[Material for the task]
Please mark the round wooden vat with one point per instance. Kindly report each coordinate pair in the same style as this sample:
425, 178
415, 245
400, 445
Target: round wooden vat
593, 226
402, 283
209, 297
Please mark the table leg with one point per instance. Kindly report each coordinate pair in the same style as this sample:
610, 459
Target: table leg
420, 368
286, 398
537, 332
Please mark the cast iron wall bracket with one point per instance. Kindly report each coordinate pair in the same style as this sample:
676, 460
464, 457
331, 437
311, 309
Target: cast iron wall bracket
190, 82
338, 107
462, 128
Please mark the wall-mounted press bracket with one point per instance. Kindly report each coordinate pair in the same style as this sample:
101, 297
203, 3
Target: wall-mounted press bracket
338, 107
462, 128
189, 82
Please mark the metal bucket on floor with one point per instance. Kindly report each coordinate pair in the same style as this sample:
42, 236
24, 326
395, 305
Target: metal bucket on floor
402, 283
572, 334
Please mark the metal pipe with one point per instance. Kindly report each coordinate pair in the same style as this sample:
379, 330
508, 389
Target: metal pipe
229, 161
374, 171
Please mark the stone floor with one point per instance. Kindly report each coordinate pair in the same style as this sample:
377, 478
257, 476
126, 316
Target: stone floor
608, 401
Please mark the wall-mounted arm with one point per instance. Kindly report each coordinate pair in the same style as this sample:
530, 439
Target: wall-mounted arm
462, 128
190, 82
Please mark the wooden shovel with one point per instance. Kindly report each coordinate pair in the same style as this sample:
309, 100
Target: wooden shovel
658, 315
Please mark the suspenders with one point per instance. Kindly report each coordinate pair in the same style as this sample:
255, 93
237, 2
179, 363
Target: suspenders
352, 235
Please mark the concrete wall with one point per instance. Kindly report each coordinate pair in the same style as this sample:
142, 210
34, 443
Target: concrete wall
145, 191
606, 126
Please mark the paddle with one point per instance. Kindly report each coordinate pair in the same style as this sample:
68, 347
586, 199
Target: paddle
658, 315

[What this task involves] Recast the lines from the one containing "Please mark the metal bucket" through the end of the items above, both included, as a Markdown table with the columns Row and Item line. Number each row and skip any blank lines.

[Task result]
| Row | Item line |
|---|---|
| 1 | Please mark the metal bucket on floor with one point per instance. Kindly report each coordinate pair in the same style as this sample: |
| 2 | 42, 236 |
| 3 | 24, 326 |
| 4 | 395, 305 |
| 5 | Target: metal bucket on floor |
| 6 | 402, 283 |
| 7 | 572, 334 |
| 8 | Please mark the metal pipe with one point per instance. Kindly report each coordinate pair in the same style as this sample: |
| 9 | 379, 330 |
| 10 | 508, 389 |
| 11 | Target: metal pipe |
| 12 | 229, 161 |
| 13 | 374, 171 |
| 14 | Please mark the stone floor with one point per instance. Kindly report each coordinate pair in the same style as this sample: |
| 15 | 377, 478 |
| 16 | 257, 476 |
| 17 | 126, 316 |
| 18 | Target: stone floor |
| 19 | 608, 401 |
| 20 | Please mark the wall-mounted arm with one point per instance. Kindly report each coordinate pair in the same style as this sample: |
| 21 | 530, 439 |
| 22 | Target: wall-mounted arm |
| 23 | 462, 128 |
| 24 | 190, 82 |
| 25 | Please mark the wooden shovel with one point per instance. Kindly report each coordinate pair in the same style as this sample: |
| 26 | 309, 100 |
| 27 | Target: wooden shovel |
| 28 | 658, 315 |
| 29 | Please mark the suspenders with one point per instance. Kindly report each coordinate pair in the same style as this sample: |
| 30 | 255, 93 |
| 31 | 237, 2 |
| 32 | 179, 363 |
| 33 | Target: suspenders |
| 34 | 352, 235 |
| 35 | Please mark the concrete wall with one point per instance. Kindly report each coordinate pair in the same style as this sample: |
| 36 | 142, 210 |
| 37 | 34, 443 |
| 38 | Target: concrete wall |
| 39 | 145, 191 |
| 40 | 606, 126 |
| 41 | Please mark the paddle with one point per instance. Kindly report each coordinate pair in the same style as this sample: |
| 42 | 68, 347 |
| 43 | 586, 199 |
| 44 | Target: paddle |
| 45 | 658, 315 |